# CPU never goes below base clock (2.4 Ghz) when in idle [SOLVED]



## Navis (Aug 25, 2018)

Hi,

I have Windows 10 with latest updates, drivers, etc.

The processor in question is 4860HQ.

When ever I'm in idle or doing low CPU intensive tasks it stays at 2.4 Ghz, its base core clock and never goes below it which in turn causes unnecessary temperature increase.

When I still had 4700HQ it would downclock to as low as 400 Mhz and the temperatures at idle would stay at 40-50 °C depending on the ambient. Mind you this is a very powerful i7 in a laptop and having such temperatures is considered really low.

Now on to the topic at hand. If I remove the charging cable the clocks drop lower than the said 2.4 GHz so it made me think it has something to do with the power settings. So I went ahead and change both the battery profile and powered in profile to be the same to no avail. I also thought maybe it has something to do with Intel HD panel (No clue why it would have but anyway) so I changed things to be the same there as well and again to no avail.

I tried using programs like Throttlestop and Intel Extreme Tuning Utility to maybe force CPU to use lower state clocks but again to no avail. I have it undervolted to -80mV but it doesn't matter because it simply won't go below 2.4 Ghz no matter the scenario but the moment I unplug the cable if the scenario is great for downclock it will downclock.

Any advice what I could possibly do to fix this annoying thing?

Thank you.


----------



## Aquinus (Aug 25, 2018)

Windows power settings are set to power saving or balanced, right? Setting it to performance will disable clocking down by default. The actual setting themselves is something like percent minimum and percent maximum. I don't have Windows so, I can't screenshot it but, this is a screenshot I found on Google. Just set the minimum state down to something like 10% and maximum to 100%. That should let SpeedStep do its magic.


----------



## Navis (Aug 25, 2018)

Aquinus said:


> Windows power settings are set to power saving or balanced, right? Setting it to performance will disable clocking down by default. The actual setting themselves is something like percent minimum and percent maximum. I don't have Windows so, I can't screenshot it but, this is a screenshot I found on Google. Just set the minimum state down to something like 10% and maximum to 100%. That should let SpeedStep do its magic.


I have it set to 1% and by default it was 5% and it still did not downlock. Will try to set it to 10% but I doubt it will change anything.

Yeah it did nothing. And I was already using balanced :=)


----------



## Aquinus (Aug 25, 2018)

Navis said:


> I have it set to 1% and by default it was 5% and it still did not downlock. Will try to set it to 10% but I doubt it will change anything.
> 
> Yeah it did nothing. And I was already using balanced :=)


For both plugged in and on battery? Are you certain you updated the profile that's currently active? How about if you switch it to power saving or balanced (and restoring defaults if you've changed them)?


----------



## RejZoR (Aug 25, 2018)

Check if EIST is enabled in BIOS.


----------



## Aquinus (Aug 25, 2018)

RejZoR said:


> Check if EIST is enabled in BIOS.

---+---

Job 1
Reproduce the records word for word, starting at the line with "the man with" and running through the end of the records.

Exercise material
---+---

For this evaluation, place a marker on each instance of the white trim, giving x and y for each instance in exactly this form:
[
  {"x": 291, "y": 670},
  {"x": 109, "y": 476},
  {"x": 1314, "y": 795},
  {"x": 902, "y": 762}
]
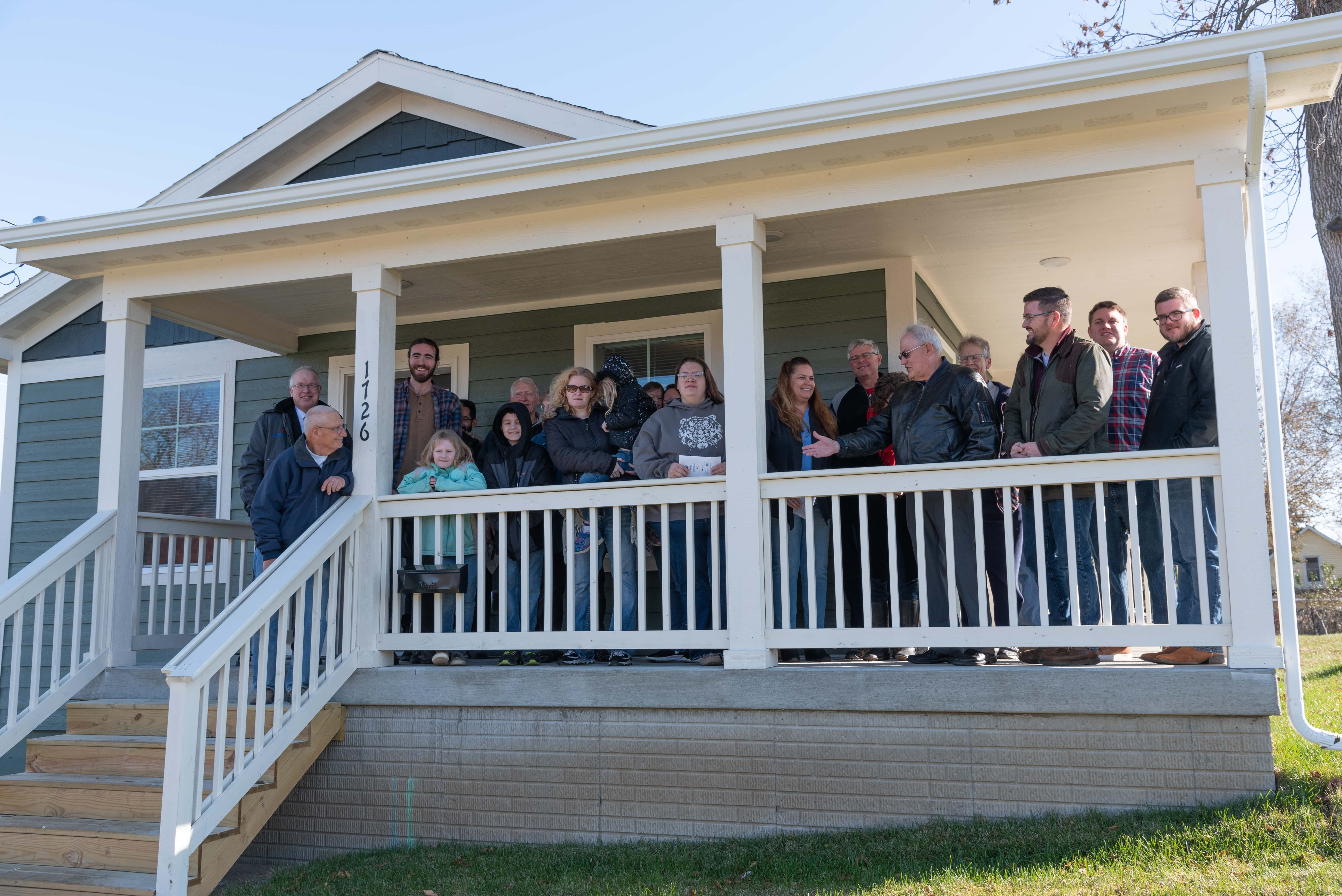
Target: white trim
[
  {"x": 587, "y": 336},
  {"x": 9, "y": 462},
  {"x": 163, "y": 364}
]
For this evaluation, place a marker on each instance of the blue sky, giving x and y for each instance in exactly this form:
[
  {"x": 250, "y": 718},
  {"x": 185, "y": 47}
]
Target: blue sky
[{"x": 111, "y": 102}]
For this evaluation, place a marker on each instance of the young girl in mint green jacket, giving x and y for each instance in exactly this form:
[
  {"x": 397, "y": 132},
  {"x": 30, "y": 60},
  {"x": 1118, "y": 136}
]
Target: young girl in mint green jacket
[{"x": 446, "y": 465}]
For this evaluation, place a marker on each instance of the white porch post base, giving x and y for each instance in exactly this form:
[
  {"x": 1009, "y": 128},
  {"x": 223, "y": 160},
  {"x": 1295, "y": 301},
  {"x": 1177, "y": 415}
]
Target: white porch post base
[
  {"x": 119, "y": 459},
  {"x": 376, "y": 290},
  {"x": 743, "y": 243},
  {"x": 1246, "y": 579}
]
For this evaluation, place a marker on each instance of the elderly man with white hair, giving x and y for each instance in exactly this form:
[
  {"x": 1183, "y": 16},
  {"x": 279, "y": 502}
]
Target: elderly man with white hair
[
  {"x": 943, "y": 415},
  {"x": 302, "y": 485}
]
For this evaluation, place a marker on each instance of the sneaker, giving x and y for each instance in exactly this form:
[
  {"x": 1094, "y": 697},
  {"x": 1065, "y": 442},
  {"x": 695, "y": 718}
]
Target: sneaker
[{"x": 666, "y": 656}]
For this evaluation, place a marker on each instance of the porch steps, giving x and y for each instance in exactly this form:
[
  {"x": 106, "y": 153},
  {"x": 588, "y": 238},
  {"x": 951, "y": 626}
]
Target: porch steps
[{"x": 84, "y": 817}]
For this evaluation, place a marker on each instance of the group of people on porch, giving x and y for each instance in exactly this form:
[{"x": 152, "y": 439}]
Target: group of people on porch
[{"x": 1077, "y": 390}]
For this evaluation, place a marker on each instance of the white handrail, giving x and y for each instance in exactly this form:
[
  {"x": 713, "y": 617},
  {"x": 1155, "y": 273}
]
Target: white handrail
[
  {"x": 30, "y": 587},
  {"x": 1273, "y": 412},
  {"x": 315, "y": 576}
]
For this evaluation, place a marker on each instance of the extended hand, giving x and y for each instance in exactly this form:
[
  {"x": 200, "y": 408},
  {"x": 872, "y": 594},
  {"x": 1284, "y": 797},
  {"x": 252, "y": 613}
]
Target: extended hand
[{"x": 822, "y": 447}]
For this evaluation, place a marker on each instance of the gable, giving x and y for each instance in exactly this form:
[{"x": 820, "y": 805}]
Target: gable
[{"x": 399, "y": 141}]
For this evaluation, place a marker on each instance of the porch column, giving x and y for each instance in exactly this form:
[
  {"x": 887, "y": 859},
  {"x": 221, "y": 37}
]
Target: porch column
[
  {"x": 901, "y": 306},
  {"x": 376, "y": 290},
  {"x": 119, "y": 457},
  {"x": 1246, "y": 579},
  {"x": 741, "y": 241}
]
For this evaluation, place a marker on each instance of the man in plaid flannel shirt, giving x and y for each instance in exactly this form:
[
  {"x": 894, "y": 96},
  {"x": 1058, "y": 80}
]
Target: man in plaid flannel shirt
[{"x": 1133, "y": 373}]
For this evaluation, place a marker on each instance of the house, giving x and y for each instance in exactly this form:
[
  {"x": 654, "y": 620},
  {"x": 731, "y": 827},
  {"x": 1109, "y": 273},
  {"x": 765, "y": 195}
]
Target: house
[{"x": 524, "y": 235}]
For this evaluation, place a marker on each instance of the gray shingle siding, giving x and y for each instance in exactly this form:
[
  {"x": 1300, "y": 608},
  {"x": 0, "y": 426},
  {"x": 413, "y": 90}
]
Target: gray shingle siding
[
  {"x": 88, "y": 334},
  {"x": 56, "y": 479},
  {"x": 399, "y": 141}
]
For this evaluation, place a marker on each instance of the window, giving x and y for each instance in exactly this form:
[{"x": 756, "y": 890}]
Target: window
[
  {"x": 653, "y": 359},
  {"x": 179, "y": 449},
  {"x": 1313, "y": 571}
]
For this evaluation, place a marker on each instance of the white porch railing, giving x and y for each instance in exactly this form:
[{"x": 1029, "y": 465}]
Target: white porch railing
[
  {"x": 1147, "y": 477},
  {"x": 309, "y": 589},
  {"x": 193, "y": 569},
  {"x": 54, "y": 626},
  {"x": 415, "y": 532}
]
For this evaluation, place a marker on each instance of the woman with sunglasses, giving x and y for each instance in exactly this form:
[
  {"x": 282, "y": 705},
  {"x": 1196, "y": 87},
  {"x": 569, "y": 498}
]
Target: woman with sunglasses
[{"x": 579, "y": 444}]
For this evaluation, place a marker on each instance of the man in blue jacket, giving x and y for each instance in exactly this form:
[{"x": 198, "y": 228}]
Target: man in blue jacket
[{"x": 302, "y": 485}]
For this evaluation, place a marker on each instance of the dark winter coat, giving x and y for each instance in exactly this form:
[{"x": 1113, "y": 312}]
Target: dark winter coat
[
  {"x": 579, "y": 446},
  {"x": 1183, "y": 408},
  {"x": 290, "y": 498},
  {"x": 951, "y": 418},
  {"x": 633, "y": 406},
  {"x": 523, "y": 466},
  {"x": 274, "y": 434}
]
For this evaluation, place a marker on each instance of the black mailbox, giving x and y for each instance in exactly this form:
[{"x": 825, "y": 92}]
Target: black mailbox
[{"x": 445, "y": 579}]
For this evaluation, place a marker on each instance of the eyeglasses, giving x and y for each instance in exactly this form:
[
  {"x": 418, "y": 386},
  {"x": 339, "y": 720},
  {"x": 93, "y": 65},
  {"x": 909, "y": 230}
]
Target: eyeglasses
[{"x": 1173, "y": 317}]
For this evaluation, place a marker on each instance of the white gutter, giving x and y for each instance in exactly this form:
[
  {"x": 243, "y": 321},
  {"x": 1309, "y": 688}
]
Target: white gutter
[{"x": 1273, "y": 414}]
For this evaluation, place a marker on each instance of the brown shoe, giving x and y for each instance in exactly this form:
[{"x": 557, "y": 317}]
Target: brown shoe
[
  {"x": 1071, "y": 656},
  {"x": 1190, "y": 656}
]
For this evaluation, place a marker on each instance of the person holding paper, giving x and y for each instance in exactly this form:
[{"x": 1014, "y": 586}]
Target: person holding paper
[{"x": 688, "y": 438}]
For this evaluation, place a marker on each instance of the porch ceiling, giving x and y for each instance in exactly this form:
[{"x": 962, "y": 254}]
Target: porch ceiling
[{"x": 1128, "y": 235}]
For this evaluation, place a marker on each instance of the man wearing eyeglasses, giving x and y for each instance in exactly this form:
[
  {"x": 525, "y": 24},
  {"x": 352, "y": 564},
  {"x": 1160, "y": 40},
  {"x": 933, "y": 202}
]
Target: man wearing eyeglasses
[
  {"x": 1059, "y": 406},
  {"x": 1182, "y": 415}
]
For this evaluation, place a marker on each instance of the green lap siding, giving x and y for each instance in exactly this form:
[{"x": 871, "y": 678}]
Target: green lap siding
[
  {"x": 56, "y": 478},
  {"x": 815, "y": 317}
]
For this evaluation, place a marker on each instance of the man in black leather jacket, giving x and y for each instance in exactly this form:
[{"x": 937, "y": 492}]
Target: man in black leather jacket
[{"x": 944, "y": 414}]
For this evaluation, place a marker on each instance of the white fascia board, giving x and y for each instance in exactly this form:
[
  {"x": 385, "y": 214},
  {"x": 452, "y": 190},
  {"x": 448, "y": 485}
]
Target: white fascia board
[{"x": 1124, "y": 70}]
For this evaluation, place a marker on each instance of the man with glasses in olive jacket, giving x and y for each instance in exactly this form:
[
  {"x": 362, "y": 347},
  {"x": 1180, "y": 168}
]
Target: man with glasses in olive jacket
[{"x": 943, "y": 415}]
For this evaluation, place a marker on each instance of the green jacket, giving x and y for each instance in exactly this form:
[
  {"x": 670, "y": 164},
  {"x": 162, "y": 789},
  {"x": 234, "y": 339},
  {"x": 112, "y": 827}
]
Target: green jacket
[
  {"x": 1070, "y": 414},
  {"x": 465, "y": 478}
]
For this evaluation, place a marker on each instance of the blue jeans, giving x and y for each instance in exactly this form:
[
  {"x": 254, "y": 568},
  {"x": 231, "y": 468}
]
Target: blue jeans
[
  {"x": 536, "y": 571},
  {"x": 1057, "y": 564},
  {"x": 1184, "y": 552},
  {"x": 702, "y": 576},
  {"x": 629, "y": 575},
  {"x": 308, "y": 632},
  {"x": 799, "y": 596}
]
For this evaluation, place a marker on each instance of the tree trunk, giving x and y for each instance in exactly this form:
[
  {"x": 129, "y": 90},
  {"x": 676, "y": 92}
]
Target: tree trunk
[{"x": 1324, "y": 153}]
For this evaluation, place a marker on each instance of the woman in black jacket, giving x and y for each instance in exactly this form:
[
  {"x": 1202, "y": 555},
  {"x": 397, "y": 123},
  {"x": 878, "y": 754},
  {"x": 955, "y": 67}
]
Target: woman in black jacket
[
  {"x": 794, "y": 414},
  {"x": 580, "y": 444},
  {"x": 509, "y": 459}
]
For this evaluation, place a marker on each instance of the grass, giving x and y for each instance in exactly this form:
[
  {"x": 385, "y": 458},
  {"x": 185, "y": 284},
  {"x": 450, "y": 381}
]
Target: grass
[{"x": 1284, "y": 843}]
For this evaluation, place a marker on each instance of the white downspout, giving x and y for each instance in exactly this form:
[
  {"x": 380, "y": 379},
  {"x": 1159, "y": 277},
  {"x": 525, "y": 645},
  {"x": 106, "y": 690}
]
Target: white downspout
[{"x": 1273, "y": 412}]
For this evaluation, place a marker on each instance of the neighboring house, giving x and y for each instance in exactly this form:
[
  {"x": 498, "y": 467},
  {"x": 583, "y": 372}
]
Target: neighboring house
[{"x": 1318, "y": 557}]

---+---

Job 2
In the thread about the CPU base clock, what undervolt does Navis say the processor is set to?

Worked answer 1
For this evaluation, place a marker on each instance of the man with glasses in olive jacket, giving x and y for each instance in exactly this form:
[
  {"x": 362, "y": 347},
  {"x": 1180, "y": 168}
]
Target: man with glasses in olive jacket
[{"x": 943, "y": 415}]
For this evaluation, place a marker on each instance of the green jacket, giving x and y for each instance in exactly this form:
[
  {"x": 670, "y": 164},
  {"x": 162, "y": 789},
  {"x": 234, "y": 339},
  {"x": 112, "y": 827}
]
Target: green jacket
[
  {"x": 1070, "y": 414},
  {"x": 465, "y": 478}
]
For this evaluation, place a marker on each instance of the blue jeans, giving x and y for each instance in exactly this form:
[
  {"x": 254, "y": 568},
  {"x": 231, "y": 468}
]
Target: blue jeans
[
  {"x": 536, "y": 571},
  {"x": 1057, "y": 564},
  {"x": 1184, "y": 552},
  {"x": 702, "y": 576},
  {"x": 629, "y": 575},
  {"x": 308, "y": 632},
  {"x": 799, "y": 596}
]
For this evaluation, place a marker on each instance of the tree trunk, giving x and y for each instance in exactly this form:
[
  {"x": 129, "y": 90},
  {"x": 676, "y": 92}
]
Target: tree trunk
[{"x": 1324, "y": 153}]
For this evaluation, place a marker on each instance of the woman in black jacket, giving x and y for each instance in exactly this form:
[
  {"x": 1202, "y": 555},
  {"x": 397, "y": 123},
  {"x": 878, "y": 754},
  {"x": 955, "y": 67}
]
Target: woman in black jacket
[
  {"x": 794, "y": 414},
  {"x": 580, "y": 444},
  {"x": 509, "y": 459}
]
For this evaluation, place a marker on each instance of the grass, giving x and y for each instance in exactly this form:
[
  {"x": 385, "y": 458},
  {"x": 185, "y": 284},
  {"x": 450, "y": 381}
]
Target: grass
[{"x": 1284, "y": 843}]
For this evaluation, place a marker on each instance of the white downspout, giving x and y for each instance in exactly this form:
[
  {"x": 380, "y": 379},
  {"x": 1159, "y": 277},
  {"x": 525, "y": 645},
  {"x": 106, "y": 690}
]
Target: white downspout
[{"x": 1273, "y": 412}]
For this evaluation, place a marker on each instance of the neighboring house, giving x and y for each instance in exactly this form:
[
  {"x": 498, "y": 467},
  {"x": 583, "y": 372}
]
Target: neighboring house
[{"x": 1318, "y": 557}]

Worked answer 2
-80mV